Scientific classification
- Kingdom: Animalia
- Phylum: Chordata
- Class: Actinopterygii
- Order: Cypriniformes
- Family: Balitoridae
- Genus: Neohomaloptera Herre, 1944
- Species: N. johorensis
- Binomial name: Neohomaloptera johorensis (Herre, 1944)
- Synonyms: Homaloptera johorensis Herre, 1944;

= Neohomaloptera =

- Genus: Neohomaloptera
- Species: johorensis
- Authority: (Herre, 1944)
- Conservation status: LC
- Synonyms: Homaloptera johorensis Herre, 1944
- Parent authority: Herre, 1944

Genus of fishes

Neohomaloptera johorensis is a species of dwarf hillstream loach, it is the only member of its genus Neohomaloptera.

Named after the state it was discovered in, Johor, Malaysia. Although, it can still be found outside of the state. The species is previously known from only two specimens, the holotype and a topotype, both collected in 1940.

== Description ==
A very streamlined fish, growing to around 1.7 – 2.5 cm as adults.

The distinguishing feature of the genus from its family, Balitoridae is by the 3 pair of barbels, instead of 1 barbel on each corner of the mouth. Also, the pectoral rays number at 12 or 13 instead of 14 to 20, with 3 or 4 simple rays instead of 4 to 8. Finally, the ventral rays reduced to 7 instead of 8 to 10. The caudal is slightly rounded and the caudal peduncle is short and as deep as long.

Specimens from blackwater habitats appear much more orange than clearwater specimens.

== Distribution ==
Possibly used to be wildly spread across Peninsular Malaysia before, now only found in Johor, the North Selangor peat swamp forest, Selangor state and Perak. Its now smaller range is probably due to the degradation of peat swamps across Peninsular Malaysia.

Specimens have also been collected from the Kapuas River basin, and in West Kalimantan of Indonesian Borneo.

== Habitat ==
Most often found in black water habitats with lots of vegetation such as blackwater streams or pools, and often caught in congregations around areas of streams where there is more current, possibly attracted to the more oxygenated water.

== Diet ==
In the wild it can be seen grazing on biofilm, but it is also a micropredator that preys on small crustaceans, insect larvae and other aquatic invertebrates.

• **Data supplied**:
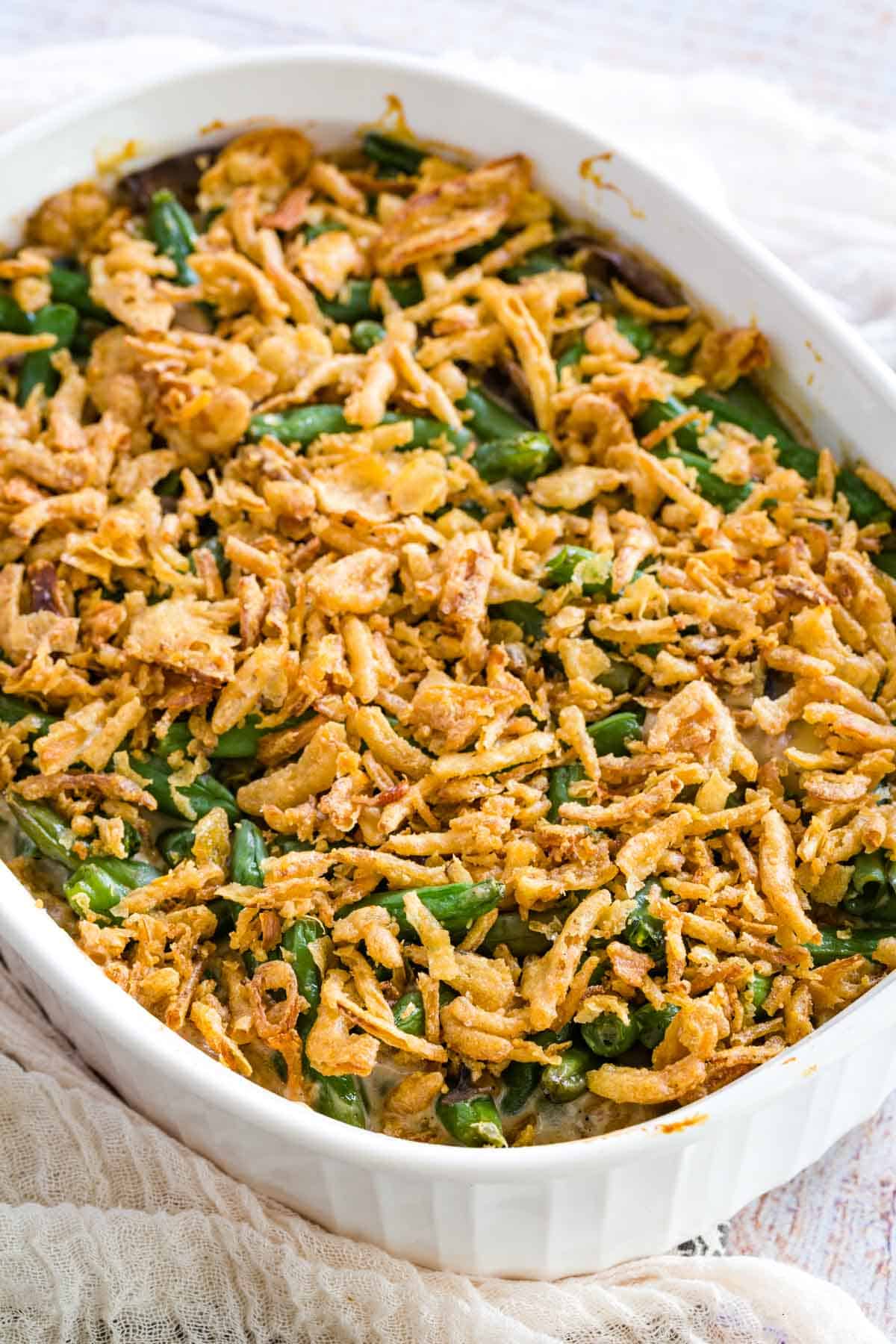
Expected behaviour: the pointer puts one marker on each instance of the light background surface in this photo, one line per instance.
(837, 54)
(837, 1219)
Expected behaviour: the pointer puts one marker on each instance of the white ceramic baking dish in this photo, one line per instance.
(538, 1211)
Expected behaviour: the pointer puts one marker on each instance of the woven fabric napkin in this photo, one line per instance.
(111, 1230)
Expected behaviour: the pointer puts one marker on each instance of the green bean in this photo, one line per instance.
(60, 320)
(225, 913)
(520, 458)
(470, 255)
(99, 885)
(759, 989)
(13, 710)
(872, 889)
(367, 334)
(609, 1035)
(428, 430)
(862, 942)
(488, 418)
(590, 569)
(294, 948)
(640, 334)
(743, 405)
(176, 844)
(715, 490)
(131, 839)
(566, 1080)
(327, 226)
(612, 735)
(173, 234)
(472, 1119)
(341, 1097)
(408, 1014)
(242, 741)
(217, 550)
(25, 848)
(620, 676)
(652, 1023)
(642, 930)
(305, 423)
(247, 853)
(534, 264)
(200, 796)
(659, 413)
(454, 905)
(398, 156)
(46, 830)
(571, 355)
(13, 317)
(171, 485)
(355, 299)
(516, 934)
(301, 425)
(886, 561)
(559, 781)
(526, 615)
(520, 1083)
(521, 1080)
(72, 285)
(237, 744)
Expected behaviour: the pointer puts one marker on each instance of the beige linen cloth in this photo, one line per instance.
(111, 1231)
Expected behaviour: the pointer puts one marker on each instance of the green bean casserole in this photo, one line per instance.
(437, 682)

• **Instructions**:
1/ Using the article on Neohomaloptera johorensis, explain in one to three sentences why the species is now found in a smaller range than before.
2/ Answer these questions from the article on Neohomaloptera johorensis.
(a) What size do adults grow to?
(b) In what year were the holotype and the topotype collected?
(c) What is the fish seen grazing on in the wild?

• **Task solutions**:
1/ The species may once have been widely spread across Peninsular Malaysia but is now found only in Johor, the North Selangor peat swamp forest, Selangor state and Perak. Its smaller range is probably due to the degradation of peat swamps across Peninsular Malaysia.

2/
(a) Around 1.7 – 2.5 cm.
(b) 1940.
(c) Biofilm.